# Start of The data

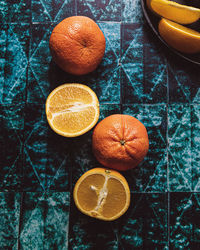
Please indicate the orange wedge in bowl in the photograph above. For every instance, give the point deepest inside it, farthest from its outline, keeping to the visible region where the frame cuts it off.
(102, 194)
(179, 37)
(72, 109)
(176, 12)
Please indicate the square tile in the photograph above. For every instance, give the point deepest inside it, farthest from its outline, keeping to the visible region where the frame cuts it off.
(15, 11)
(9, 220)
(11, 146)
(45, 220)
(83, 158)
(46, 154)
(100, 10)
(184, 220)
(38, 73)
(105, 80)
(14, 56)
(88, 233)
(132, 11)
(195, 145)
(183, 82)
(144, 71)
(52, 11)
(151, 174)
(3, 11)
(179, 133)
(143, 226)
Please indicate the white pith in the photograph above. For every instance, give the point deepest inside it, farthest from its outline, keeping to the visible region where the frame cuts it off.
(102, 195)
(74, 107)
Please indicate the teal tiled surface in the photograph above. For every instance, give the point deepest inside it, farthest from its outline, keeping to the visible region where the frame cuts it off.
(38, 168)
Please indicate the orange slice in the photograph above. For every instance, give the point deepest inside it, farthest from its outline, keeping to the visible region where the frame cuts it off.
(176, 12)
(179, 37)
(102, 194)
(72, 109)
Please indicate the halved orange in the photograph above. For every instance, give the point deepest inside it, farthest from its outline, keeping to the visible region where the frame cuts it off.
(179, 37)
(72, 109)
(176, 12)
(102, 194)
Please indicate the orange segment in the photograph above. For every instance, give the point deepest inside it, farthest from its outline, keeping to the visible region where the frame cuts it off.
(102, 194)
(179, 37)
(176, 12)
(72, 109)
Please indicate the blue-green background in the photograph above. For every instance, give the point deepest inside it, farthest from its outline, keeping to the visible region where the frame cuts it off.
(38, 168)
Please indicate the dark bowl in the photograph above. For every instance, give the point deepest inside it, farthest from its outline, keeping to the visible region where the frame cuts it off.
(153, 21)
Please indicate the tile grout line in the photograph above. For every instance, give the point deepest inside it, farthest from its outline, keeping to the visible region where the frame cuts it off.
(20, 220)
(167, 137)
(168, 218)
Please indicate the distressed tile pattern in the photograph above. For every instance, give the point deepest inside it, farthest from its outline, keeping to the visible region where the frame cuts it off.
(15, 11)
(11, 146)
(52, 11)
(9, 219)
(39, 168)
(144, 225)
(101, 10)
(45, 220)
(184, 147)
(14, 58)
(151, 175)
(47, 155)
(184, 220)
(144, 74)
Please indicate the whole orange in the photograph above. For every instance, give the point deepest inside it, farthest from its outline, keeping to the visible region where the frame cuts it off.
(77, 45)
(120, 142)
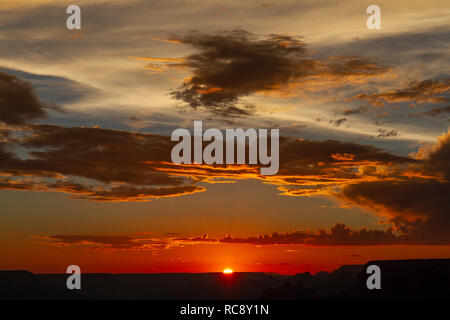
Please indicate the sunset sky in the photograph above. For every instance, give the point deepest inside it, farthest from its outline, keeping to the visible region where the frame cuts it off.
(86, 115)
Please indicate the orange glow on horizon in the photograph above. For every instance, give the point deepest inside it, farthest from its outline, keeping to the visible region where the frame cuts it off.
(227, 271)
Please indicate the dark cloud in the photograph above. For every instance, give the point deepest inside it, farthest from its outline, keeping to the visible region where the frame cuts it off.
(18, 101)
(122, 165)
(236, 64)
(433, 112)
(338, 122)
(419, 206)
(359, 110)
(340, 234)
(108, 242)
(385, 133)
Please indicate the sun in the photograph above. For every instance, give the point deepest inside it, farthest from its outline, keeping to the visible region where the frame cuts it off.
(227, 271)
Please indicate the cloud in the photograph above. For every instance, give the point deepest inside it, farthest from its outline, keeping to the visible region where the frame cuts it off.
(18, 101)
(232, 65)
(433, 112)
(426, 91)
(340, 234)
(92, 163)
(418, 206)
(385, 133)
(338, 122)
(107, 242)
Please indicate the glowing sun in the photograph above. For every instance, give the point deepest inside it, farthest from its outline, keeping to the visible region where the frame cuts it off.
(227, 271)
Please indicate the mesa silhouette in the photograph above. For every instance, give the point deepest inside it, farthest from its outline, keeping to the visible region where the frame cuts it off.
(400, 279)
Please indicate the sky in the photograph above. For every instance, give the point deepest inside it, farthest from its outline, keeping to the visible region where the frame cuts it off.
(86, 116)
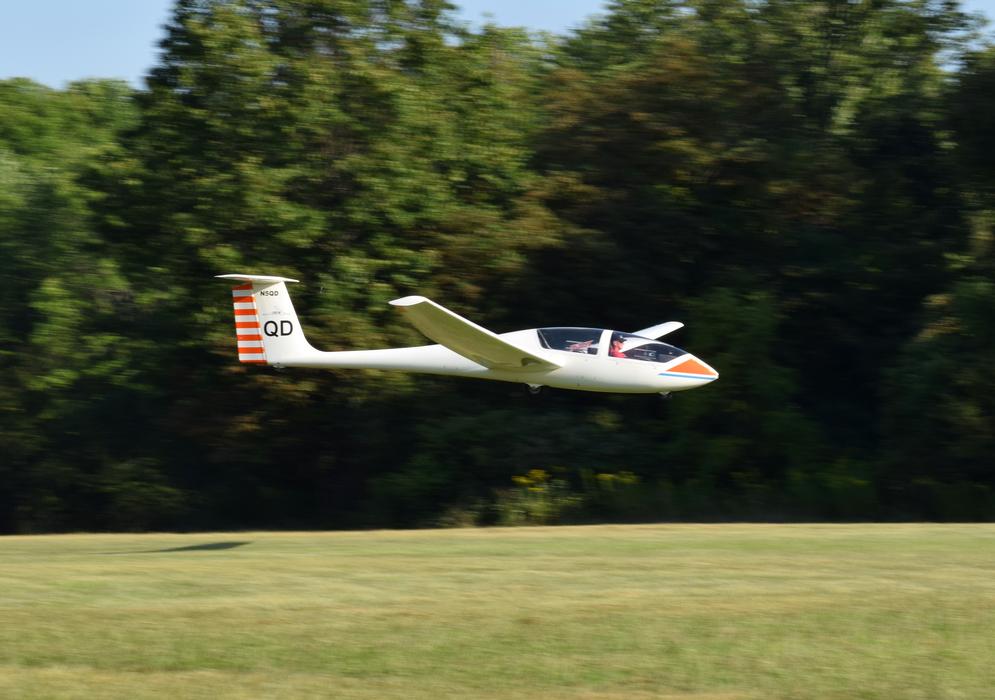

# End of The data

Aim:
How many lines in the records above contain the string "dark"? Reply with the number alone.

Completed exercise:
2